■ Task ■
Reproduce only the lines from the line containing "foliage in this photo." to the end of the entries below, including both of those lines.

■ Exercise inputs ■
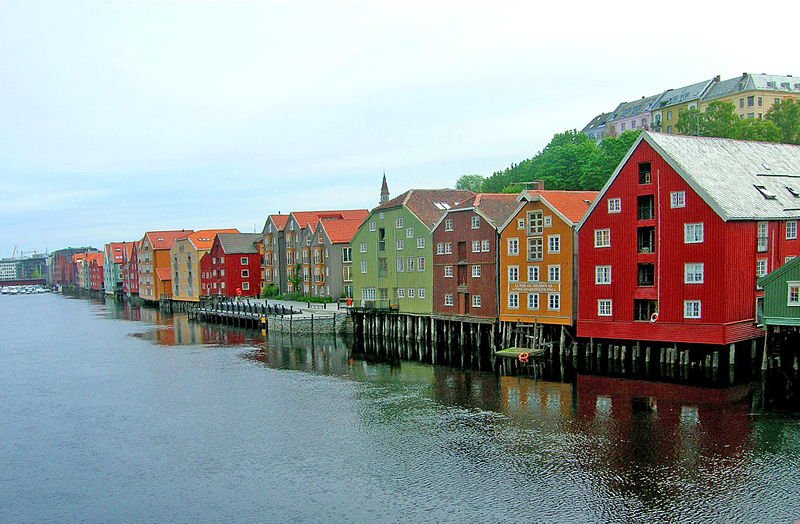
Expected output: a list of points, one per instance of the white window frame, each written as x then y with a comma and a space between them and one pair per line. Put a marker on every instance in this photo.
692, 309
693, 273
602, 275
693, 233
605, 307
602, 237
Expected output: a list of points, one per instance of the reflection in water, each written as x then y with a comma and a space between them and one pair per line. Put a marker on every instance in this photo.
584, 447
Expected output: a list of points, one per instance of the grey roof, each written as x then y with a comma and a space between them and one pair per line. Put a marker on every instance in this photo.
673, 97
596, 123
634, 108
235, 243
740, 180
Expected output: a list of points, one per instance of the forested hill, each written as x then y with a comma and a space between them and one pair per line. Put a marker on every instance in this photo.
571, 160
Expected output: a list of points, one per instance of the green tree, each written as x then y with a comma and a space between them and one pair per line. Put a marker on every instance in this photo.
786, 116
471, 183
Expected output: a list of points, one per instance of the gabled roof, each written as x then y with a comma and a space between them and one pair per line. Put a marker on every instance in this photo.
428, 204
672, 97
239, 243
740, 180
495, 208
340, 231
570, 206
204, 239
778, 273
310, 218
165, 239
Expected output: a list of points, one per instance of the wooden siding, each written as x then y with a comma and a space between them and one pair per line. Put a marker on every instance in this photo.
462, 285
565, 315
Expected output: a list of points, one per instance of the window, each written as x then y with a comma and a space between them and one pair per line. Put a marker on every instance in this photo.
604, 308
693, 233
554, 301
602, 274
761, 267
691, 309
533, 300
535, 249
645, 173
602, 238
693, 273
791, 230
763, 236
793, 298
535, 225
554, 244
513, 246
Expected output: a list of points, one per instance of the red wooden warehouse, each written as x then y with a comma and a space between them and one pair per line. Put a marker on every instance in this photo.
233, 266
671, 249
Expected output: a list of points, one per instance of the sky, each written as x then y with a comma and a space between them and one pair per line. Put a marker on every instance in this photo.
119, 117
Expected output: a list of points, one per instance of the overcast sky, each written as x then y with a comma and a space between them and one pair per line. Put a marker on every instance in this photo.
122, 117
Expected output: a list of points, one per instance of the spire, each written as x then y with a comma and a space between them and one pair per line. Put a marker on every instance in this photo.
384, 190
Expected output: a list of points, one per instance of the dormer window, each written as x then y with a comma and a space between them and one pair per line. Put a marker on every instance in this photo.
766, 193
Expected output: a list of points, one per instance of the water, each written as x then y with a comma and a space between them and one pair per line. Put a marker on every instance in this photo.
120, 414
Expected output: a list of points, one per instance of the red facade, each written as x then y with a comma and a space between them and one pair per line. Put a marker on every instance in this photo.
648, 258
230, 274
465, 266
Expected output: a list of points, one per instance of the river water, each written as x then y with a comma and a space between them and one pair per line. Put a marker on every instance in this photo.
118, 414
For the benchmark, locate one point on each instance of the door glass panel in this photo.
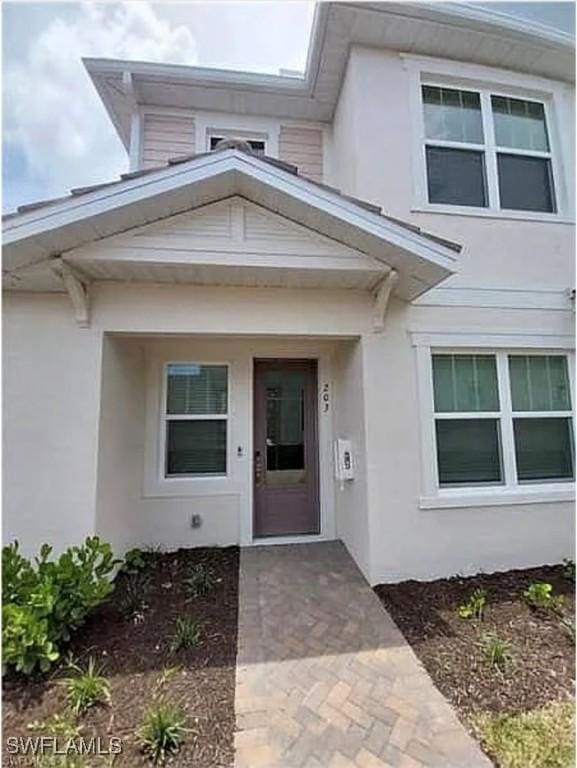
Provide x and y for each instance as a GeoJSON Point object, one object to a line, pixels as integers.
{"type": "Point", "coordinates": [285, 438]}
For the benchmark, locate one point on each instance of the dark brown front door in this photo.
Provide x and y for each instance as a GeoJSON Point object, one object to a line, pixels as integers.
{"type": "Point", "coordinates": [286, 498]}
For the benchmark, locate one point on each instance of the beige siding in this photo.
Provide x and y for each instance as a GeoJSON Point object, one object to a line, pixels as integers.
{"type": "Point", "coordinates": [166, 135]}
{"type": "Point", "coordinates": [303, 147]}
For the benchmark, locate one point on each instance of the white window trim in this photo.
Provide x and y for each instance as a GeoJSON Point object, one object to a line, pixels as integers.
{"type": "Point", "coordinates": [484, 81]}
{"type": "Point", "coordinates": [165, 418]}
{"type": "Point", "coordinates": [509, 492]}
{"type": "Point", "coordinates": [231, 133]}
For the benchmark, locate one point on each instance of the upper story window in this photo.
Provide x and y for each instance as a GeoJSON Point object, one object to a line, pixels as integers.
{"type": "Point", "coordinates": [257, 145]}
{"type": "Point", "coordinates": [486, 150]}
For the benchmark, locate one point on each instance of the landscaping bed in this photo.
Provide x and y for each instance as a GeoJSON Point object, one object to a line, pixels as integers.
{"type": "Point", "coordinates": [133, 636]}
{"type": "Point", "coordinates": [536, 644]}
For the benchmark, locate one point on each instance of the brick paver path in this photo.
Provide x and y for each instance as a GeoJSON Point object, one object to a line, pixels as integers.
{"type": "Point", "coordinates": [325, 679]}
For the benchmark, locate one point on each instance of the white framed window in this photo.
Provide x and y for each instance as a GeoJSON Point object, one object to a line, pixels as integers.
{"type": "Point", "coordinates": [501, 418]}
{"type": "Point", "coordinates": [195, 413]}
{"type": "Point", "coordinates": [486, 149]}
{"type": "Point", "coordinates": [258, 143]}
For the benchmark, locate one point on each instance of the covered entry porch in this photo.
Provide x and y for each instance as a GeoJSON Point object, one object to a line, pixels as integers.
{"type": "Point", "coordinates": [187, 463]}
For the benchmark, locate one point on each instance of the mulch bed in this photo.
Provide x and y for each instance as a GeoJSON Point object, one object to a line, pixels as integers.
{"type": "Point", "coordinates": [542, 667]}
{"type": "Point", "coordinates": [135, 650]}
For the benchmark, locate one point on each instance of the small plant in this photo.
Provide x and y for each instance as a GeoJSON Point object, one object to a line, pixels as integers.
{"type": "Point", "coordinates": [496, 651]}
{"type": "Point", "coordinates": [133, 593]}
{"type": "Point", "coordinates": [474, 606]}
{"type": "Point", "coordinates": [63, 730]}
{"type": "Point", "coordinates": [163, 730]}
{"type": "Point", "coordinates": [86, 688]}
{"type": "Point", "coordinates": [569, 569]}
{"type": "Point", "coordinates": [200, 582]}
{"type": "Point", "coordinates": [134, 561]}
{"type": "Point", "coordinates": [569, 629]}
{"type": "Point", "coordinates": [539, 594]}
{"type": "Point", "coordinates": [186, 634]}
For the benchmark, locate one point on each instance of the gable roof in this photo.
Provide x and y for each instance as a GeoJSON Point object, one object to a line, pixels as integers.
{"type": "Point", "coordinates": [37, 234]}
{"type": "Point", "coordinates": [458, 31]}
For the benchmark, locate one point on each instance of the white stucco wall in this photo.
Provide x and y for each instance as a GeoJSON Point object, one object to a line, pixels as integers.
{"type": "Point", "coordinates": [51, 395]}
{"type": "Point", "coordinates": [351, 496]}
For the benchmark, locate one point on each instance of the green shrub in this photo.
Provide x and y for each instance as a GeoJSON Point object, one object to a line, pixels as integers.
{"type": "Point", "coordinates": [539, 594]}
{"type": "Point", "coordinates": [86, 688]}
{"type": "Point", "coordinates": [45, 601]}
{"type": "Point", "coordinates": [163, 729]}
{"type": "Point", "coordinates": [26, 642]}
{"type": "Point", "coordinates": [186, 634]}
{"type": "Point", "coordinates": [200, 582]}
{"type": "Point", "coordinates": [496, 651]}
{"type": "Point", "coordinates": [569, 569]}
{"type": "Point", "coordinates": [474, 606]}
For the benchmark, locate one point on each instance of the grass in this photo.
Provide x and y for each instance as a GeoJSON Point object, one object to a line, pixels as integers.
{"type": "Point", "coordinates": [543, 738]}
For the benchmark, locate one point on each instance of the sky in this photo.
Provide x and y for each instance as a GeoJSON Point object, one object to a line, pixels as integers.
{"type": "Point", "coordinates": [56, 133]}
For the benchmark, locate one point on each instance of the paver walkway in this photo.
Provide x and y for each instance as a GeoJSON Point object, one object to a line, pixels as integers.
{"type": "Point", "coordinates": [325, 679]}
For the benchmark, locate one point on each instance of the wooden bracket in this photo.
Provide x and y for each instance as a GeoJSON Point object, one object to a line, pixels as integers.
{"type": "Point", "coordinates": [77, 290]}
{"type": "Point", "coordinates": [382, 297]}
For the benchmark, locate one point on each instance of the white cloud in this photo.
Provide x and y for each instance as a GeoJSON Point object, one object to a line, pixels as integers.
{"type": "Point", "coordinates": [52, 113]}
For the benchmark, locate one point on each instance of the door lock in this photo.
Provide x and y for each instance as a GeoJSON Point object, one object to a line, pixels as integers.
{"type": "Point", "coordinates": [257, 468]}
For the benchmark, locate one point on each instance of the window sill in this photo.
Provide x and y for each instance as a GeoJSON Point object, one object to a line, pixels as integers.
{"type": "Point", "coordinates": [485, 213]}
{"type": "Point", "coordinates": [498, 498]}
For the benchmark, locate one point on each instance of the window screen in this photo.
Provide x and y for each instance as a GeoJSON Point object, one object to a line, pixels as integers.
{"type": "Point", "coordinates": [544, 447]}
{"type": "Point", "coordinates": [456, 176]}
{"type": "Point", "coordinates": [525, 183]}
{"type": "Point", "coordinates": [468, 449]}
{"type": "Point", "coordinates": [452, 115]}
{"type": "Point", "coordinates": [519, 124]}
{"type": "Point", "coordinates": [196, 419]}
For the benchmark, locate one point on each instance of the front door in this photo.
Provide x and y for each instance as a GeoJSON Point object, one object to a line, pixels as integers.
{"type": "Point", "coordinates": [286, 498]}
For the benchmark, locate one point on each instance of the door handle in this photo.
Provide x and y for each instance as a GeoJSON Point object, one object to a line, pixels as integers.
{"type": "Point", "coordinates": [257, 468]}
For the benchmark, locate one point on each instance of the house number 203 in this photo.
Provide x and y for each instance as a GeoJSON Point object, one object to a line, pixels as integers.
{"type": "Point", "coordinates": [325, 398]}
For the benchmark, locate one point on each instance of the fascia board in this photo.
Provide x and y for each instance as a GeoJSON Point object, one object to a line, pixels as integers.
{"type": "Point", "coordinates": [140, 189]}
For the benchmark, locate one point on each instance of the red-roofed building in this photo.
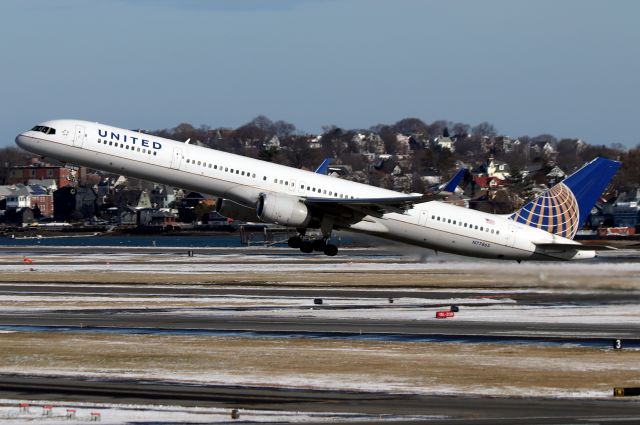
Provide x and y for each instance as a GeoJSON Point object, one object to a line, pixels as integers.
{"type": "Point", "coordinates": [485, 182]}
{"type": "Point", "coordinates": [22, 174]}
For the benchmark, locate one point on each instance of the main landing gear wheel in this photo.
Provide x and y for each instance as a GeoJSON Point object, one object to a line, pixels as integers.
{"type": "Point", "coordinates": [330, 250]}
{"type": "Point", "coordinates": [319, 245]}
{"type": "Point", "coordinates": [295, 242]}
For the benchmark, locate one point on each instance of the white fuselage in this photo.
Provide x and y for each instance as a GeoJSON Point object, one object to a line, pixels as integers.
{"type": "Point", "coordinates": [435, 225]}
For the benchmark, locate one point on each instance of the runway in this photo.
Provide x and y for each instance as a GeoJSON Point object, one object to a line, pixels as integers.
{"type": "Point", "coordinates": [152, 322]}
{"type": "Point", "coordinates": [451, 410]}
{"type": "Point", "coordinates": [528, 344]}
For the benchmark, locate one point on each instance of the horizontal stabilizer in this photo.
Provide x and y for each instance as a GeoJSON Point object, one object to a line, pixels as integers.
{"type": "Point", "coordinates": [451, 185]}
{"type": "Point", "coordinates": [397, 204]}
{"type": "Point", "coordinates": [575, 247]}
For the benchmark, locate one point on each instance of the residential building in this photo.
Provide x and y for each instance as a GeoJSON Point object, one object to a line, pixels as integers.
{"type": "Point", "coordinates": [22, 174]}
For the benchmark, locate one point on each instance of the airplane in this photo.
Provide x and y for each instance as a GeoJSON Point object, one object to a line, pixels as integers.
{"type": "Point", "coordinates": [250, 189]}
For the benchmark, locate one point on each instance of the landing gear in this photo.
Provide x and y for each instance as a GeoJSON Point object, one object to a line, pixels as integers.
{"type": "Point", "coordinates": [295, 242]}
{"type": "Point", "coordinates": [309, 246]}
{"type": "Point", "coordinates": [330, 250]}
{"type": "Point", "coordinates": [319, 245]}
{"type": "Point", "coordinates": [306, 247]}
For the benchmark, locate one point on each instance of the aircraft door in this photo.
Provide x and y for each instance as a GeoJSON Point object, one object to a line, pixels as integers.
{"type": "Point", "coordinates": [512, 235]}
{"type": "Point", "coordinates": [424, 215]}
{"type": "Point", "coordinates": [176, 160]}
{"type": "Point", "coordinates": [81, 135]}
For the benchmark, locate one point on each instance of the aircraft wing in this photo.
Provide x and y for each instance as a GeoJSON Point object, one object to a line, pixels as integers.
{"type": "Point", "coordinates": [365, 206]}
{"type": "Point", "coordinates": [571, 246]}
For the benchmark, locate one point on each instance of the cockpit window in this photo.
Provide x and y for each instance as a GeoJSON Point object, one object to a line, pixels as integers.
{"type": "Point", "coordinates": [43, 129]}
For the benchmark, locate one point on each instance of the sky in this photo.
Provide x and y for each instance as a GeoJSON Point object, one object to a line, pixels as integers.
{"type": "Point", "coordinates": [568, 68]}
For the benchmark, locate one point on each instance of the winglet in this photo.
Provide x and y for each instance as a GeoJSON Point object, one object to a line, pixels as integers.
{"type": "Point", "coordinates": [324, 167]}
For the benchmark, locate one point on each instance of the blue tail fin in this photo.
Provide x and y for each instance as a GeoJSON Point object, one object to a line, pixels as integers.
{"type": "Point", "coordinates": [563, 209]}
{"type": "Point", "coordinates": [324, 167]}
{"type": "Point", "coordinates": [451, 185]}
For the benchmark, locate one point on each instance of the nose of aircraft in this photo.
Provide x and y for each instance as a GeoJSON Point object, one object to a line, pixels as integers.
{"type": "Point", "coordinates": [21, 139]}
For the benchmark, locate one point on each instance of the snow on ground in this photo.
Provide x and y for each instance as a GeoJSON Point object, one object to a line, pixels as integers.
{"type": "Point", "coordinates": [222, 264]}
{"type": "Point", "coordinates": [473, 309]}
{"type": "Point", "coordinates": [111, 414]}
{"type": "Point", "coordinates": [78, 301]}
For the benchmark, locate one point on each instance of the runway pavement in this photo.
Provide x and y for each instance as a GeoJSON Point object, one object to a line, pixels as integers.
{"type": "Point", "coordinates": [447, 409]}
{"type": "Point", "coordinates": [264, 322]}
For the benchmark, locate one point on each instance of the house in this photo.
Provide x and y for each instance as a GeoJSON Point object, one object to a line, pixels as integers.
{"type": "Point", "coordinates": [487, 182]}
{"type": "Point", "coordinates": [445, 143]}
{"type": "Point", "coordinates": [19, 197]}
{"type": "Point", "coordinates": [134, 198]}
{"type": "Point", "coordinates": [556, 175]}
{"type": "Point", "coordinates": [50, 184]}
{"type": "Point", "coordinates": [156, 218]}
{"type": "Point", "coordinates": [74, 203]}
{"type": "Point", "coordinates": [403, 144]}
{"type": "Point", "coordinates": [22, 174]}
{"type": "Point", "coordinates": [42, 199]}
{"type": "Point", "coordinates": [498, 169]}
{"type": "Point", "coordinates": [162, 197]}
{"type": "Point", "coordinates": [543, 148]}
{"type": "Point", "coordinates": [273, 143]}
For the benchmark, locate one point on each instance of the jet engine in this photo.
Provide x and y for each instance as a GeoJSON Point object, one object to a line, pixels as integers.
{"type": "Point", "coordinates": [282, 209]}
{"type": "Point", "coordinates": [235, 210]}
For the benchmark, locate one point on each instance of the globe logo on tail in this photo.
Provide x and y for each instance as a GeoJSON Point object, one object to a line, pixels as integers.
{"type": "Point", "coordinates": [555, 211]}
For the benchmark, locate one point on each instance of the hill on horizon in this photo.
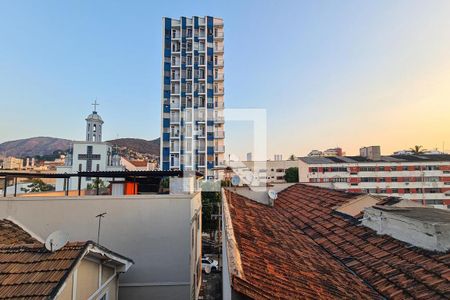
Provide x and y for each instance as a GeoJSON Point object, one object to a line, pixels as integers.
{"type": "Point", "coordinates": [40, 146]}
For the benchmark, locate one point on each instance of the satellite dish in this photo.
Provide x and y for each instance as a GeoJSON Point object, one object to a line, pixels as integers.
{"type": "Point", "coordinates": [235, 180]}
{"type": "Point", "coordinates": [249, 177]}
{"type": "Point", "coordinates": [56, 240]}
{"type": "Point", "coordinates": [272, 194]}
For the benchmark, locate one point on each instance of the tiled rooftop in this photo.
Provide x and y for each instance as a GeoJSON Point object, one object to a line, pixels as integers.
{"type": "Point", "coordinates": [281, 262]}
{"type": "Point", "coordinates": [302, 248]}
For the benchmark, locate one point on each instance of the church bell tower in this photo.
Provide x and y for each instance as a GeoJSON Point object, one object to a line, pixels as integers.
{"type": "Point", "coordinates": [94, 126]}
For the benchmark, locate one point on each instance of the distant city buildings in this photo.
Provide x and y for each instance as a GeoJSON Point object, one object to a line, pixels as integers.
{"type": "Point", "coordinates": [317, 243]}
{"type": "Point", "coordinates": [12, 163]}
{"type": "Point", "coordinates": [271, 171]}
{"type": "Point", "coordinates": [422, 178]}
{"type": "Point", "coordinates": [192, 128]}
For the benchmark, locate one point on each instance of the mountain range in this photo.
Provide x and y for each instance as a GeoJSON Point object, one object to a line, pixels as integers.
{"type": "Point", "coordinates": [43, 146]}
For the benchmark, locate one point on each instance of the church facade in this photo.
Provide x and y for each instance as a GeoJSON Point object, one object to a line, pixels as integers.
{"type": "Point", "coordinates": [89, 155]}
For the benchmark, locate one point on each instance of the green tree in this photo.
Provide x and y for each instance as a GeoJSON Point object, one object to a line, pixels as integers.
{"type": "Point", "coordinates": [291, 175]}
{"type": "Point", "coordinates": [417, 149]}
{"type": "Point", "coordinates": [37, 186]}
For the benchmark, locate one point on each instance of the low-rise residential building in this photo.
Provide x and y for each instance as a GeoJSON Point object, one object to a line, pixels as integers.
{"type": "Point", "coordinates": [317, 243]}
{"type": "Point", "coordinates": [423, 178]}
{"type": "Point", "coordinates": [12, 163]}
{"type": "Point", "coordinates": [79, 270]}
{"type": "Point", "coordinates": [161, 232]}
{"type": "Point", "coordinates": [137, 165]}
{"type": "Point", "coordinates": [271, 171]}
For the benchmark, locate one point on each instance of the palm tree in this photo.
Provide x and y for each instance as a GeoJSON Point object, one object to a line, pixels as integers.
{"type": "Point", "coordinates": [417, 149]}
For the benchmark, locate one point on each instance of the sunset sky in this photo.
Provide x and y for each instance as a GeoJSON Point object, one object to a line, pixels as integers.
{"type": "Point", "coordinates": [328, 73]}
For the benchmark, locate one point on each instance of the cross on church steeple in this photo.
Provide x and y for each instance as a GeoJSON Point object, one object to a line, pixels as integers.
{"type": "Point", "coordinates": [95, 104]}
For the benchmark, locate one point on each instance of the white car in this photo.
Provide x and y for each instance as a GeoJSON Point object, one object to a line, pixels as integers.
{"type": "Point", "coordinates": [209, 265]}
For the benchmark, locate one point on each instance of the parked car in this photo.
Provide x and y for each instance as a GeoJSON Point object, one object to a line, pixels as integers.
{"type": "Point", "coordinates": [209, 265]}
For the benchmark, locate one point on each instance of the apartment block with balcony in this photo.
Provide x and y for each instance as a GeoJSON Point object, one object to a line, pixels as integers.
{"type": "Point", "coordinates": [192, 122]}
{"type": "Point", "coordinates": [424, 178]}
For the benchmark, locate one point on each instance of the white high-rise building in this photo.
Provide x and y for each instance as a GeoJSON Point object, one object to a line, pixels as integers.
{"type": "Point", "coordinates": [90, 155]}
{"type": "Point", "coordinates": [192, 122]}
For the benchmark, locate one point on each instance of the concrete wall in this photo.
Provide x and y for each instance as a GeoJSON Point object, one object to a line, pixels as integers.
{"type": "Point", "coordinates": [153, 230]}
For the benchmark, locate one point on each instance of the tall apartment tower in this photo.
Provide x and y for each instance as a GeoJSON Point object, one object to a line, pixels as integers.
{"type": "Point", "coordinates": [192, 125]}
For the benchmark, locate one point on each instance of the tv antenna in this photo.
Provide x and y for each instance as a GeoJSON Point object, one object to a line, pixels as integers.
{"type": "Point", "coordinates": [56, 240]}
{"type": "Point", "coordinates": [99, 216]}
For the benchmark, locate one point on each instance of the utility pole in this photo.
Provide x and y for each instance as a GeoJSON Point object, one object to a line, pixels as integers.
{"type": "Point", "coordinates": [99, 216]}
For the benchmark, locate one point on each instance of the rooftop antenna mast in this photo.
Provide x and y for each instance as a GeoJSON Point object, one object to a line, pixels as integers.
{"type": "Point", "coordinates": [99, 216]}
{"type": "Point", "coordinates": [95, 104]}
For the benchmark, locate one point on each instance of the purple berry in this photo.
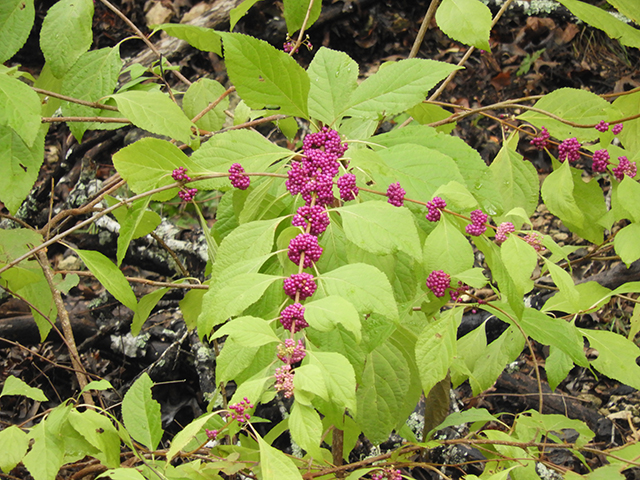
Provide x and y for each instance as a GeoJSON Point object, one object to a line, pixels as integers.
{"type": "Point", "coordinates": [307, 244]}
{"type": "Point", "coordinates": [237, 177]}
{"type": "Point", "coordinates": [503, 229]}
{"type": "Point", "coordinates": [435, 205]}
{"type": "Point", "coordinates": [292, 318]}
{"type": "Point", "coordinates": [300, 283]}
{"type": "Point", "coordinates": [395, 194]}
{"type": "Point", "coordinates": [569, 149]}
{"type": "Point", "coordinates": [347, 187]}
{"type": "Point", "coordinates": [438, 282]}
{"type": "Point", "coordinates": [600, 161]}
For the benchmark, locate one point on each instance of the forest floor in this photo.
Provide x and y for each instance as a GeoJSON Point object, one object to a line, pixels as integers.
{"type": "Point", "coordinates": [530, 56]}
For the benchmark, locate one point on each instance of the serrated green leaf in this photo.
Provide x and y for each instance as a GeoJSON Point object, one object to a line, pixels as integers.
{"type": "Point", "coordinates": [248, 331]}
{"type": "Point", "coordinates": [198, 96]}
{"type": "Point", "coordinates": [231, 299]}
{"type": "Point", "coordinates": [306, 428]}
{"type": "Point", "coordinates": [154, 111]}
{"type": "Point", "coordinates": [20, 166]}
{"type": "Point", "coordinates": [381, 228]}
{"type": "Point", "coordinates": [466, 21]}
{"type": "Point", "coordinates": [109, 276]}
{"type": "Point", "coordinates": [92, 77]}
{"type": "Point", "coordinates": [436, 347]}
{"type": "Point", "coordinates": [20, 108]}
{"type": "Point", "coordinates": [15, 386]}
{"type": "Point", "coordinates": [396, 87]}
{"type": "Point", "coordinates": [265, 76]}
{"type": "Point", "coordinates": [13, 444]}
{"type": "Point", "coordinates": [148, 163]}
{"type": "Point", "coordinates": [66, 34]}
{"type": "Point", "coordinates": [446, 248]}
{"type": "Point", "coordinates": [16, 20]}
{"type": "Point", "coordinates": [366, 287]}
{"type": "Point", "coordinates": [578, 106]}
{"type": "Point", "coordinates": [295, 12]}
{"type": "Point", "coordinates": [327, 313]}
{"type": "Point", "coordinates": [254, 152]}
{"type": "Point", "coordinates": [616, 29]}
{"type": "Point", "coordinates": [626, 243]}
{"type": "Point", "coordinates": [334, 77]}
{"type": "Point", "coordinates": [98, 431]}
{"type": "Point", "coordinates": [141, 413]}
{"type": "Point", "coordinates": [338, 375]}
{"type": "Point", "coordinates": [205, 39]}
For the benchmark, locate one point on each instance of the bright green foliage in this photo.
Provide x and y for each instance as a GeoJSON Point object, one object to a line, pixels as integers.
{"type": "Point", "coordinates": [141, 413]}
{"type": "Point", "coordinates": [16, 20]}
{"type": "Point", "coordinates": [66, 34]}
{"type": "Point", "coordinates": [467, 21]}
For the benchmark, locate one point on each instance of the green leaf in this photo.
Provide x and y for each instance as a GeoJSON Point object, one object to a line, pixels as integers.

■ The result ■
For the benchmark, locate one point on each instance of the bright green foliage in this photo.
Provide x and y for each instance as a GeoJSON Point object, one object to a line, pixels as integers.
{"type": "Point", "coordinates": [141, 413]}
{"type": "Point", "coordinates": [16, 20]}
{"type": "Point", "coordinates": [66, 34]}
{"type": "Point", "coordinates": [467, 21]}
For the benchmark, locate one point on each instance of the green leaf in this photo.
Provide x and y for each instance as a GeoJSON Point object, one object to a line, pixels as integers.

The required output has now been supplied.